[What you should do]
Leaving out every picture, quote the data below exactly as it appears.

[Point-per-instance localization data]

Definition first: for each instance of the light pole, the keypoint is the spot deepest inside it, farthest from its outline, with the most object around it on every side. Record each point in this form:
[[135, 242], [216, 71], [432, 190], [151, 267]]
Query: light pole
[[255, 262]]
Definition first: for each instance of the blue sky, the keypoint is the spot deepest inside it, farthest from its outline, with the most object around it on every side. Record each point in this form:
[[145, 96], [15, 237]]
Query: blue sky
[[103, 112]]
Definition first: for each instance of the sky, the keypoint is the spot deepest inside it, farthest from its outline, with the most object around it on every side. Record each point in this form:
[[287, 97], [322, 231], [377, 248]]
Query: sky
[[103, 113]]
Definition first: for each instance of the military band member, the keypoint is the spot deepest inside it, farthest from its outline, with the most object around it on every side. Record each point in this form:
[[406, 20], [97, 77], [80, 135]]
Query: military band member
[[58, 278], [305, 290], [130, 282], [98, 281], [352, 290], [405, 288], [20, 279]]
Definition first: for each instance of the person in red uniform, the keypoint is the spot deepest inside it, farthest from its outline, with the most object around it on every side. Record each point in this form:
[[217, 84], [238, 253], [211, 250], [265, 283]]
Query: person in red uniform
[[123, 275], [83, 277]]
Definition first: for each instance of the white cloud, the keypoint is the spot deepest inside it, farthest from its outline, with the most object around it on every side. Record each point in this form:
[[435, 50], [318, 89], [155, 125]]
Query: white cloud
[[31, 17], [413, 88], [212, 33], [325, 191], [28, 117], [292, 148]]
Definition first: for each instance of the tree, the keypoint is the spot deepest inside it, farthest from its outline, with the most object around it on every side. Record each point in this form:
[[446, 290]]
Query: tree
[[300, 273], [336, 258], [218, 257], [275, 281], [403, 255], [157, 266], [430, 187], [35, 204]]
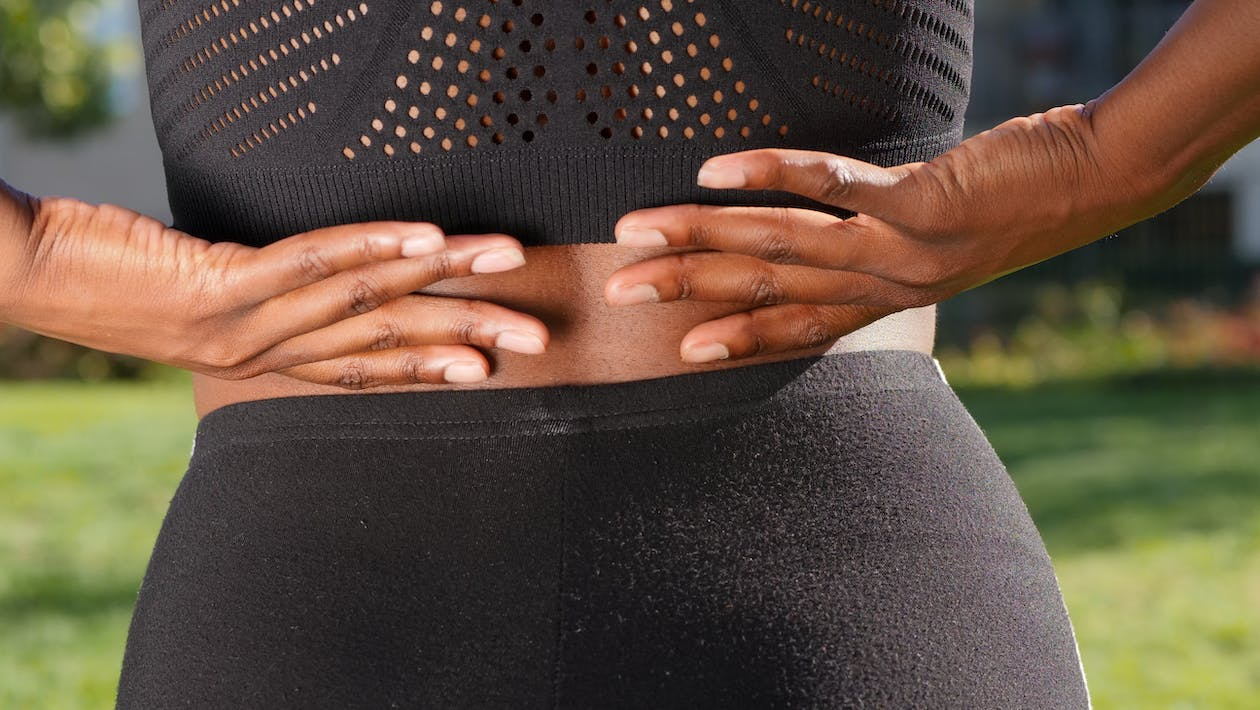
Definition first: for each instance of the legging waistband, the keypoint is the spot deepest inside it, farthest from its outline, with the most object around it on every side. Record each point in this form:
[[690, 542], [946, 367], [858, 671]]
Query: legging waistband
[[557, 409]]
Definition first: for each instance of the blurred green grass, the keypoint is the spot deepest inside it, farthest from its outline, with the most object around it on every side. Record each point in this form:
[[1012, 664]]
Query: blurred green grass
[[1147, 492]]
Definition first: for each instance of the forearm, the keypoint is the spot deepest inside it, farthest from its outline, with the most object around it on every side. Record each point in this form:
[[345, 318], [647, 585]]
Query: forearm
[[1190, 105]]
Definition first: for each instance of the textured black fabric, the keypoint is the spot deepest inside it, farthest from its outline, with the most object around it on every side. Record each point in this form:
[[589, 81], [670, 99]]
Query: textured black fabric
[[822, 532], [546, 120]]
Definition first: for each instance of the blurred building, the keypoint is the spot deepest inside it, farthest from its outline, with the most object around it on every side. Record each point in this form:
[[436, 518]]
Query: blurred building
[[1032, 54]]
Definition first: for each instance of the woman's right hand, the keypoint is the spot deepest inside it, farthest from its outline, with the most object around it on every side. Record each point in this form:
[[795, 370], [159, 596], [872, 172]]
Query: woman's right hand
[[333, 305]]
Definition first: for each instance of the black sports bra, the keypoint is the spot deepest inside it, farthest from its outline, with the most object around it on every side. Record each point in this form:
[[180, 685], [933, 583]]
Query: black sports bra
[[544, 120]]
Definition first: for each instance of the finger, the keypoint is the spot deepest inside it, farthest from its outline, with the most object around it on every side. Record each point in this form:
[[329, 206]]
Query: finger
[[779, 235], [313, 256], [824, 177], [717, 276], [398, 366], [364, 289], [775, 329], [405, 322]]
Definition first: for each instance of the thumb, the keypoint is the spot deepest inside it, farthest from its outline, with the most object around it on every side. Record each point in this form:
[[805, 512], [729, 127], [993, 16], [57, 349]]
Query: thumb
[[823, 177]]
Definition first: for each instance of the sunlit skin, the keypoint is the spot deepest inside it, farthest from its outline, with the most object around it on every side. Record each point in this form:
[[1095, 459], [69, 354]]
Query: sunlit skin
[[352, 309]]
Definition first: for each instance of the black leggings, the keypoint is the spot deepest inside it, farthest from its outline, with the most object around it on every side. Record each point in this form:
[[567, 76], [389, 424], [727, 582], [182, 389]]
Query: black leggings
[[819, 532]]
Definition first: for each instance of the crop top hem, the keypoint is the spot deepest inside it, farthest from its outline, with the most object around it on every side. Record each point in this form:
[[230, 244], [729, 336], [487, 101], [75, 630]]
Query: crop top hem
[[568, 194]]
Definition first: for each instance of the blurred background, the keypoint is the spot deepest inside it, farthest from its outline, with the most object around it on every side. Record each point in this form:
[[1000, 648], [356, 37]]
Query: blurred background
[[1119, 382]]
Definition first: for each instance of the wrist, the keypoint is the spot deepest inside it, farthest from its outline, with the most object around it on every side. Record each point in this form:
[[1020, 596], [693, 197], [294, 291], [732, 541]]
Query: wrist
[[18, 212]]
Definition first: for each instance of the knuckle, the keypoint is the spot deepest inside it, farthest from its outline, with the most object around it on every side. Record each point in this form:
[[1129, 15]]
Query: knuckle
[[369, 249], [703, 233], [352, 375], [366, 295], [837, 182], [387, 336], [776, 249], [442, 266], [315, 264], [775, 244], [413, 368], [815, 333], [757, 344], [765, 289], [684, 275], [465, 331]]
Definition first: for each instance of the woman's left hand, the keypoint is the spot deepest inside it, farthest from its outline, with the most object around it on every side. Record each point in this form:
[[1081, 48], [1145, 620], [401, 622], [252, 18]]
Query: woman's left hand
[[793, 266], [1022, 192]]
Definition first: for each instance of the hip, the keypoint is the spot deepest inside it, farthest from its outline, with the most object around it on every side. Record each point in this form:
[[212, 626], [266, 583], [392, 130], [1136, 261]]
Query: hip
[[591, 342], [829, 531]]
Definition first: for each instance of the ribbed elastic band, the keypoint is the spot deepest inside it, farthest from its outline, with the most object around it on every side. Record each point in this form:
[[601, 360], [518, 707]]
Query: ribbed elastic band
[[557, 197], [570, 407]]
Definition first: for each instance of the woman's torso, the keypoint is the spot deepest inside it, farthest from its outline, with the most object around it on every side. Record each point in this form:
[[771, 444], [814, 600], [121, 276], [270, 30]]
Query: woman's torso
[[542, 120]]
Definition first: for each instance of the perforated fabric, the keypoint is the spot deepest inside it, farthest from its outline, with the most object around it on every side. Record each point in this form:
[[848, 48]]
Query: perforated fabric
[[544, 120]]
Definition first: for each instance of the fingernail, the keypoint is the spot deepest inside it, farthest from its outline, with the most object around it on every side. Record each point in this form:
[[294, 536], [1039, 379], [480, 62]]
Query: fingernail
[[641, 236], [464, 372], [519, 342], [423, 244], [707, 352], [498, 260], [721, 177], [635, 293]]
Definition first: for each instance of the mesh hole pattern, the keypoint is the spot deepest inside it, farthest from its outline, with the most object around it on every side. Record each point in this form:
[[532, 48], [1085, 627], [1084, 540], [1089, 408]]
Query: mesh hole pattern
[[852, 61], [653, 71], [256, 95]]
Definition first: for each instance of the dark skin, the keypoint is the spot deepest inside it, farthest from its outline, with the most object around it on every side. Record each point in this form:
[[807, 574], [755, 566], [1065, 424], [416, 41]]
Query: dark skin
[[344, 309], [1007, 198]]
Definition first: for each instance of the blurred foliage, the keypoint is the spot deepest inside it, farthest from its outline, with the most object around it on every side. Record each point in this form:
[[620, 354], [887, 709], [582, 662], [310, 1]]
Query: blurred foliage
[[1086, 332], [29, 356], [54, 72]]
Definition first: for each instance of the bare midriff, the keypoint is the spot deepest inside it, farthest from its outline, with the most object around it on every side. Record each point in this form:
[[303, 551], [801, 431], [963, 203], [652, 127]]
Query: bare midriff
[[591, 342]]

[Your solution]
Definition first: for each instance of the light pole, the keypoint is the spot deepest inside it, farthest from its outline, with the most object around it on every side. Record each point in this form:
[[135, 242], [216, 71], [432, 190], [151, 267]]
Query: light pole
[[255, 262]]
Definition first: for each instance of the blue sky, the keypoint is the spot deepest inside it, farthest from its outline, with the most object around it on every side. Record each point in this form:
[[145, 96], [15, 237]]
Query: blue sky
[[103, 112]]
Definition first: for each instance of the sky, the keypoint is the spot deepest inside it, farthest from its outline, with the most object around it on every side. Record each point in this form:
[[287, 97], [322, 231], [377, 248]]
Query: sky
[[103, 113]]
Definition first: for each instance of the military band member, the keypoint is the spot deepest inside it, farthest from its outline, with the most object around it on every side. Record each point in this form:
[[406, 20], [97, 77], [80, 135]]
Query: military band member
[[58, 278], [305, 290], [130, 282], [98, 281], [352, 290], [405, 288], [20, 279]]
Definition first: for each instance of the person in red uniform, the keypoint is the spot deepest inside it, farthest from its outline, with the most object around it on every side. Record each point in this form:
[[217, 84], [238, 253], [211, 250], [265, 283]]
Query: person in red uniform
[[123, 275], [83, 277]]
Definition first: for each instance of the white cloud, the keypoint is the spot deepest inside it, farthest from its outline, with the most object around it on every side. Record each point in this form:
[[435, 50], [318, 89], [155, 125]]
Query: white cloud
[[31, 17], [413, 88], [212, 33], [325, 191], [28, 117], [292, 148]]
Definition first: for each instance of the tree, the keypoint is the spot deepest inside it, farthest from its outline, with the most object around it on every side. Record each point in this form:
[[446, 290]]
Query: tree
[[300, 273], [336, 258], [218, 257], [275, 281], [403, 255], [157, 266], [430, 187], [35, 204]]
Definition first: for each instance of the legging waistband, the keypoint is the spot deepest inside it, farthest from its outline, with the most object around it on every side. Record each point in this form:
[[690, 542], [946, 367], [858, 671]]
Query: legging waistband
[[557, 409]]
Definition first: for each instance of the blurred green grass, the keypoint is the spot deepest inside it, farthest from its outline, with the most object around it on every side. Record each point in this form:
[[1012, 664]]
Query: blurred green grass
[[1147, 492]]
Definition first: for each instance of the forearm, the keypoint is the spot deepest inside it, farthest from its outline, with the most object around it on every side. Record each point in this form:
[[345, 318], [647, 585]]
Query: forearm
[[1190, 105]]
Definition first: for each instance of the textured black fabric, the keypoint is the spot deepest inside it, farthest from its outline, with the most object around it on every side. Record each point in this form:
[[589, 81], [670, 99]]
Query: textured black fabric
[[822, 532], [546, 120]]
Definition first: for each instance of the blurred building, the keypoint is the spot deepest inside it, farthest from its outline, with the most object around it on every side. Record each point in this form:
[[436, 518]]
Query: blurred building
[[1032, 54]]
Definition first: for each instance of the woman's right hand, the keypoint is the spot deepest inside it, farthest from its outline, with the most object around it on every side. Record each point in this form:
[[795, 370], [159, 596], [872, 172]]
Query: woman's right hand
[[333, 305]]
Definition first: for each instance of the black sports bra, the keypoint is the spot deepest inside it, farthest from its outline, with the most object around it on every side. Record each point in this form:
[[180, 685], [933, 583]]
Query: black sports bra
[[544, 120]]
Definition first: for each instance of the finger, the keypoint is the spot deepest inside it, farthest from its outline, with the most object around it on every side. Record each point in this form:
[[329, 206]]
Query: finger
[[779, 235], [313, 256], [824, 177], [717, 276], [398, 366], [364, 289], [775, 329], [405, 322]]
Definition first: for each instance of the thumb, the keypoint is the spot deepest inside it, farthest from its outline, with the most object around it on every side. Record each point in this form:
[[805, 512], [729, 127], [993, 16], [57, 349]]
Query: thumb
[[823, 177]]
Definition first: for each instance of the sunlit skin, the keypoint is the spot deepest inside it, farthest from its outline, with the most object around it on every side. Record each point in this form:
[[1095, 459], [69, 354]]
Query: sunlit skin
[[352, 309]]
Definition first: for each instance of the black leggings, the keypoint is the spot deepest inside it, farthest from its outline, with the most object around it on every side. Record each point in this form:
[[567, 76], [389, 424], [727, 582], [182, 389]]
Query: black leggings
[[819, 532]]
Definition first: for each instance of the crop top hem, the keypoint is the spot deepest inside it, farthest from its outline, with the most object around it on every side. Record each point in this form:
[[230, 244], [729, 336], [487, 101], [75, 630]]
Query: crop top hem
[[568, 194]]
Definition first: for each instance of the blurred background, the keypoint is the spot deepest inside it, farthest from its outline, with the most object around it on every side. Record each point in this form:
[[1000, 648], [356, 37]]
Query: blurred background
[[1119, 382]]
Definition first: for each instance of the wrist, the keypoint is the spot deepest inside it, farthest from its outline, with the most object around it on every side. Record each point in this form:
[[1020, 596], [693, 197], [294, 291], [732, 541]]
Query: wrist
[[18, 212]]
Definition first: for each instance of the knuckle, the keypoint is the spot deepest inside it, farthest from its outline, with the most object around it on every side. Record each point in this form:
[[1129, 15]]
Query: knuckle
[[369, 249], [703, 233], [352, 375], [366, 295], [837, 182], [387, 336], [776, 249], [442, 266], [315, 264], [775, 244], [413, 368], [815, 333], [757, 344], [765, 289], [684, 275], [465, 331]]
Definition first: for each instance of the woman's left hand, the keypoint is the spot deepest inside it, farthest from its outline, with the most object around it on every side. Record each point in this form:
[[1081, 48], [1145, 620], [401, 622], [252, 18]]
Query: woman's left hand
[[793, 266], [1022, 192]]
Definition first: for each instance of the hip, the keypoint is the spot deepest inside it, farthest from its outline, with the most object around it on every side. Record each point in this form:
[[212, 626], [266, 583], [392, 130], [1136, 261]]
Query: hip
[[591, 342], [829, 531]]
Definition first: for each instance of the ribbed elastic band, the keypoint is the spot deepest inside it, farthest from its outline, with the most object around it on every side. Record each point in this form:
[[601, 360], [518, 707]]
Query: ribbed elastic band
[[557, 197], [570, 407]]
Definition first: for each instance of the woman's torso, the keypoint is the spot deepest inside it, farthest from its outline, with the most object around it on every side. Record each point in this form:
[[771, 444], [814, 600], [121, 276], [270, 30]]
Query: woman's torso
[[542, 120]]
Definition first: for each instance of the perforated fabric, the keypoint is the spot deepest inside it, farthest from its outline, with the most object around it on every side. Record each point in this form:
[[848, 48]]
Query: perforated fabric
[[544, 120]]
Definition first: for each instance of the fingernail, the keypoint is the spot deepest inside it, farthest from its outline, with the most object around it on every side. Record each point in this form:
[[294, 536], [1039, 379], [480, 62]]
Query: fingernail
[[641, 236], [464, 372], [519, 342], [423, 244], [707, 352], [498, 260], [721, 177], [635, 293]]
Definition first: for each instance of the mesh hole pattern, the keypoint is the spot deepest inside it, farthest from its outline, with the most object around it on every side. Record each point in this form:
[[532, 48], [1085, 627], [1084, 540], [1089, 408]]
Query: mesh hole pattern
[[852, 61], [653, 71], [256, 95]]
Definition first: for each instance of the dark skin, the keypoint is the spot deepest inside it, farthest from its outline, with the most object around it on every side. Record each point in this form:
[[807, 574], [755, 566], [1065, 424], [416, 41]]
Query: dark skin
[[344, 309], [1007, 198]]
Definition first: for each instance of the blurred foliage, the keypoint is the spot deepest inside it, farthest from its outline, with the most object around it on every side. Record each point in this form:
[[620, 354], [887, 709], [582, 662], [310, 1]]
Query: blurred foliage
[[1086, 332], [29, 356], [54, 72]]
Definition first: for each instance of the bare midriff, the keypoint is the spot deepest inside it, farthest from its outline, with the most object around it on every side. Record each point in this form:
[[303, 551], [801, 431], [963, 203], [652, 127]]
Query: bare midriff
[[591, 342]]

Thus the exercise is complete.